"""

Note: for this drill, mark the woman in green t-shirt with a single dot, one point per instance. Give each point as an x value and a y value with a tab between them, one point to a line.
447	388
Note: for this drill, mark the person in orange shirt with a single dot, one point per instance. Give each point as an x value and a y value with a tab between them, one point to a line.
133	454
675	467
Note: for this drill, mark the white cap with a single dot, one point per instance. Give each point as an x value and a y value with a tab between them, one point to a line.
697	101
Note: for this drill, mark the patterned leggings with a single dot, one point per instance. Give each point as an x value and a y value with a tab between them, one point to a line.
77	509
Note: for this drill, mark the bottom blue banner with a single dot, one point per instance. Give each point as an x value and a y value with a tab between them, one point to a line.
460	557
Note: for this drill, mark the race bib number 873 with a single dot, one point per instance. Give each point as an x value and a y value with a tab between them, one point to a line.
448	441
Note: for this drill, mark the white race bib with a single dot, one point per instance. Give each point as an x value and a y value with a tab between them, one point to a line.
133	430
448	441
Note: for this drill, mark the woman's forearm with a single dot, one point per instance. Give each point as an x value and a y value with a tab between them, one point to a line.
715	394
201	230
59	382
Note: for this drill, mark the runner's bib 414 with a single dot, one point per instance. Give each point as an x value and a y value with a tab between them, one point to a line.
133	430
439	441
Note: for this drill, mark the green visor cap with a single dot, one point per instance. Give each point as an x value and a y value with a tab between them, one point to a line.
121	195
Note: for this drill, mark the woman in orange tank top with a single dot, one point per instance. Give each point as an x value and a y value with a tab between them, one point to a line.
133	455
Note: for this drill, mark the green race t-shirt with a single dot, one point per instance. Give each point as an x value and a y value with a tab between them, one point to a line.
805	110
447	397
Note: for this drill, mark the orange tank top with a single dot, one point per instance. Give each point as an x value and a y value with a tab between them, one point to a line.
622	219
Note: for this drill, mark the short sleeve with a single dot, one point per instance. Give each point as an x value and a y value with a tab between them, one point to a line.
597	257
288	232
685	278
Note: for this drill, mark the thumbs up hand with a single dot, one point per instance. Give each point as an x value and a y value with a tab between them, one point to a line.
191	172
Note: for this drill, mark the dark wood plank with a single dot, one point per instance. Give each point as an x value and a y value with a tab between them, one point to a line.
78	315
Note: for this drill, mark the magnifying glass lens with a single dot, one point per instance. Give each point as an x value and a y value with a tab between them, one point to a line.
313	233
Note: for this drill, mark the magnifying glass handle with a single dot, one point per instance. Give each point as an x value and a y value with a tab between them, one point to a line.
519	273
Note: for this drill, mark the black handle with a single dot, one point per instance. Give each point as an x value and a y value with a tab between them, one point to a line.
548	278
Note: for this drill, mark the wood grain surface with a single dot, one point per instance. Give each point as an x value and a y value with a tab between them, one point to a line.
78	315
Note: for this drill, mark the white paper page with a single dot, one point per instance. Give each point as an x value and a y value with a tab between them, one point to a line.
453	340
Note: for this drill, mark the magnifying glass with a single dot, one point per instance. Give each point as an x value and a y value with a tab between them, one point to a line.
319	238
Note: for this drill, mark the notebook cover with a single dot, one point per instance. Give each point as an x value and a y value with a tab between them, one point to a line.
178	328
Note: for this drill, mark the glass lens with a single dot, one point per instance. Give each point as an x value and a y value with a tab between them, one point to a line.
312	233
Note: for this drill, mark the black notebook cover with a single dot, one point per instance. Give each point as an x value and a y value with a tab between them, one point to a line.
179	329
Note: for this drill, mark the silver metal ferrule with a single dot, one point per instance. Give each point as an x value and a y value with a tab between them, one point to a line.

"""

### [Task to complete]
Each entry above is to be set down again in exactly the same words.

### [Solution to the problem]
Note: for this drill, mark the woman in green t-shirt with a single dot, one point per instance. Give each point as an x value and a y value with a tab between them, one point to a line.
447	388
Note: for this drill, mark the person in orange shirt with a single dot, one point per instance. Give each point as an x value and a y value with a tab between them, one point to a line.
133	454
675	467
Note: for this drill, mark the white cap with a single dot, one point per instance. Give each point as an x value and a y value with a tab between them, one point to a line.
697	101
Note: for this drill, mark the patterned leggings with a single dot, one point per instance. Give each point as an x value and a y value with a tab between them, one point to a line.
77	509
Note: for this drill, mark the bottom blue banner with a single dot, one point per instance. Give each point as an x value and a y value with a tab between them, one point to a line.
460	557
Note: for this drill, mark the race bib number 873 with a single dot, one point per instance. Give each point as an x value and a y value with a tab between them, one point to a line.
448	441
Note: for this drill, mark the white race bib with a single dot, one point per instance. Give each point as an x value and a y value with a tab between them, one point to a line.
133	430
448	441
Note: for this drill, mark the woman's forearm with a single dot, one point per instance. Give each point as an x value and a y value with a tab between them, one point to a line.
715	394
201	230
59	382
Note: for this drill, mark the runner's bib 414 with a single dot, one point per instance. Give each point as an x value and a y value with a tab between them, one point to a line.
133	430
439	441
Note: for this drill, mark the green visor cap with a single dot, one point per instance. Give each point as an x value and a y value with a tab between them, one point to a line.
121	195
Note: for this drill, mark the woman in orange tank top with a single dot, one point per instance. Give each point as an x value and a y value with a tab between them, one point to a line.
133	455
Note: for this drill, mark the green race t-shirt with a single dot, one point per instance. Give each point as an x value and a y value with a tab between them, one point to a line.
805	110
447	397
Note: for this drill, mark the orange tank top with a single dot, one point per instance. Give each point as an x value and a y value with a tab between them, one point to a line.
622	219
Note: for this drill, mark the short sleeve with a single dot, one point per instance. Give each point as an x value and a y value with a tab between them, one point to a line.
597	257
288	232
685	278
Note: for this drill, mark the thumbs up hand with a single dot, one point per instance. Give each point as an x value and a y value with a tab between them, one point to a line.
191	172
Note: for this drill, mark the dark wood plank with a single dot, one point per instance. Give each point as an x value and a y value with a tab between them, one point to a line.
78	315
Note: for this drill, mark the magnifying glass lens with a single dot, one point per instance. Give each point as an x value and a y value with a tab between them, one point to a line.
313	233
Note: for this drill, mark the magnifying glass handle with a single dot, one point per instance. Give each point as an x value and a y value with a tab between them, one point to a line.
519	273
Note: for this drill, mark the black handle with a single dot, one point per instance. Give each point as an x value and a y value with a tab between them, one point to a line.
548	278
Note: for this drill, mark the wood grain surface with a single dot, one point per instance. Give each point as an x value and a y value with a tab between them, one point to a line.
78	315
Note: for this drill, mark the white paper page with a single dot, one point per instance. Give each point as an x value and a y value with a tab between them, one point to a line.
453	340
Note: for this drill, mark the magnifying glass with a single dot, one point per instance. Give each point as an x value and a y value with a tab between them, one point to a line.
319	238
Note: for this drill, mark the notebook cover with a single dot, one point per instance. Give each point as an x value and a y value with a tab between them, one point to a line.
178	328
Note: for this drill, mark the glass lens with a single dot, one point per instance. Give each point as an x value and a y value with a tab between them, one point to a line.
312	233
Note: for this drill, mark the black notebook cover with a single dot, one point per instance. Give each point as an x value and a y value with a tab between them, one point to a line.
179	329
Note: for this drill, mark the silver metal ferrule with a single dot, one point per instance. Give each point as an x value and a y value with a tab between them, one point to a line.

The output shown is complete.